## DATA RECORDS

_ _ _ _ _ _ _

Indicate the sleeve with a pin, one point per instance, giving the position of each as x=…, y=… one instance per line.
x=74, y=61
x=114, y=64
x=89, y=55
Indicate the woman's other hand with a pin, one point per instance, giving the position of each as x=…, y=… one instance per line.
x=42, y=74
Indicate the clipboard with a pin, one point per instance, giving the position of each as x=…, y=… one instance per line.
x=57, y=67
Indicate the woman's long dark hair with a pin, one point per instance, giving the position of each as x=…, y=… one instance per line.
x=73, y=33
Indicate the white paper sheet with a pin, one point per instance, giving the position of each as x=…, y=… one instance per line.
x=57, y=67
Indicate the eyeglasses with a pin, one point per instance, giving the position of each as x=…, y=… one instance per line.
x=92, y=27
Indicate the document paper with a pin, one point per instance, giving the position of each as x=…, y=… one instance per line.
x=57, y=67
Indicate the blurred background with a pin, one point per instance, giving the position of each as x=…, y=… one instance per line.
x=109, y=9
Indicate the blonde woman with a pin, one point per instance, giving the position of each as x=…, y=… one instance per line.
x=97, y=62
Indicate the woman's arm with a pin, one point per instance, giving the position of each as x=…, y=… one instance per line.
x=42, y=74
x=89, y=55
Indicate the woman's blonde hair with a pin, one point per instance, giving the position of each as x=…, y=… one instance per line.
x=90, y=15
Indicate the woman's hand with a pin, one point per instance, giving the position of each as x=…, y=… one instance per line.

_ _ _ _ _ _ _

## WORK TASK
Reproduce the material above in full, word for word.

## ANSWER TO THIS EXERCISE
Indicate the sleeve with a pin, one point per instance, giving the position of each as x=…, y=… one instance per line.
x=74, y=61
x=114, y=64
x=89, y=55
Indicate the woman's other hand with a pin, one point per instance, giving the position of each as x=…, y=… one instance per line.
x=42, y=74
Indicate the clipboard with a pin, one point per instance, giving the position of each as x=…, y=… one instance per line.
x=57, y=67
Indicate the woman's long dark hair with a pin, one point per instance, giving the position of each as x=…, y=… one instance per line.
x=73, y=33
Indicate the white paper sheet with a pin, one point per instance, giving the position of each as x=…, y=… one instance per line.
x=57, y=67
Indicate the eyeglasses with a pin, one point per instance, giving the position of each as x=…, y=… one instance per line.
x=92, y=27
Indicate the document paper with a pin, one point per instance, giving the position of each as x=…, y=… one instance per line.
x=57, y=67
Indicate the blurred background with a pin, one point per instance, giving the position of each as x=…, y=… one instance per line.
x=109, y=9
Indicate the blonde woman with a pin, one point per instance, giving the position of each as x=…, y=… one instance per line.
x=97, y=62
Indicate the woman's arm with a pin, one point per instance, giving the position of each as x=…, y=… one instance per line.
x=42, y=74
x=89, y=55
Indicate the woman's blonde hair with a pin, one point per instance, giving the position of each as x=…, y=… one instance per line.
x=90, y=15
Indicate the woman's hand with a pin, one point per instance, giving the position of each as x=…, y=… one instance per line.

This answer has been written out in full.